# Selected extract

--

What are the highlights of the opinions? First, Ibrahim was reflective and contrite about some decisions he has made including his perspectives on 74 years. He sought to clarify the conflict of interest generally and in this case. He disagreed that “necessity” requires them to sit. To him, public interest, integrity, justice and the judicial oath were key in delivering justice.
Justice Wanjala clarified the CJ’s administrative role vis-a-vis other judges. And that Justice Njoki’s decision was irregular partly because she set hearing dates which is the CJ’s function in consultation with the Registrar under the Supreme Court Act. He recused himself since he had participated in the JSC committee that made the decision to implement the constitutional retirement age.
CJ Mutunga was clear on what he called the CJ’s “monarchical” powers but which had been checked by powers of the President of the Court of Appeal and the Principal Judge of the High Court. Checks also applied to individual judges.

--

Records in a dataset:
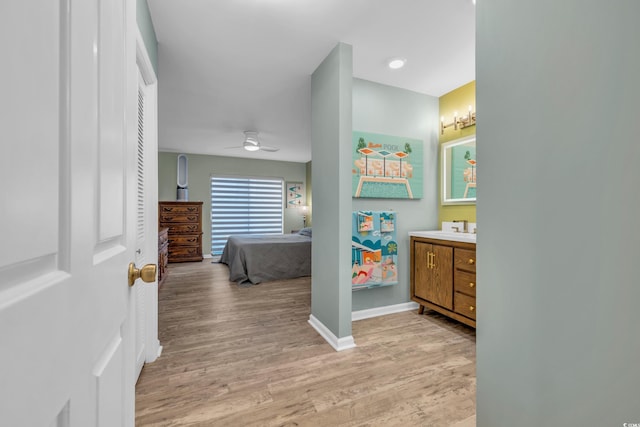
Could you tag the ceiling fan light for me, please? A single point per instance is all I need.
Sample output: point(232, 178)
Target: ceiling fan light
point(396, 63)
point(251, 146)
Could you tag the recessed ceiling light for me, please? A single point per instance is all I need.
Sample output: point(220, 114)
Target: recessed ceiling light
point(396, 63)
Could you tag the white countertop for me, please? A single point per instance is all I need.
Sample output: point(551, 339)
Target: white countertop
point(445, 235)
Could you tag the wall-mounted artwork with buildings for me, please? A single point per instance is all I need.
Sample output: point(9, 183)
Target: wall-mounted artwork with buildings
point(386, 167)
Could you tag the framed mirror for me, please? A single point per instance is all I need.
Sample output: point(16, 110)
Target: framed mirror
point(459, 171)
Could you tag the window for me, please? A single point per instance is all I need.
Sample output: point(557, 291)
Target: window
point(241, 205)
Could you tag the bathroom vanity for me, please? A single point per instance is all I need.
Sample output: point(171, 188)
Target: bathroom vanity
point(443, 273)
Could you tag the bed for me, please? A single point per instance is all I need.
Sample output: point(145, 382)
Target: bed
point(257, 258)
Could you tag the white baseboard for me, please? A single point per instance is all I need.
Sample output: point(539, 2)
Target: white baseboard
point(381, 311)
point(338, 344)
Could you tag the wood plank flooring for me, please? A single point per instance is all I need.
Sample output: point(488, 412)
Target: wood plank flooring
point(246, 356)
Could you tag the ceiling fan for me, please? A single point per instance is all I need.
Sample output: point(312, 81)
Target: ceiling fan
point(251, 143)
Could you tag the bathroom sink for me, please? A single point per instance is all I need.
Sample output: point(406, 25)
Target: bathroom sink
point(445, 235)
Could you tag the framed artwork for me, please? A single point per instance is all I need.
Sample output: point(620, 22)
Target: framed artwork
point(295, 194)
point(459, 171)
point(386, 167)
point(374, 250)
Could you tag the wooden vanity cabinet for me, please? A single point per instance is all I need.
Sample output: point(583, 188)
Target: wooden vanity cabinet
point(443, 277)
point(433, 268)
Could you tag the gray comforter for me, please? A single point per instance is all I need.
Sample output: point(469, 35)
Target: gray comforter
point(263, 258)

--

# Task details
In the text on the judges' opinions, list every factor that Ibrahim considered key in delivering justice.

# The output
Public interest, integrity, justice, and the judicial oath.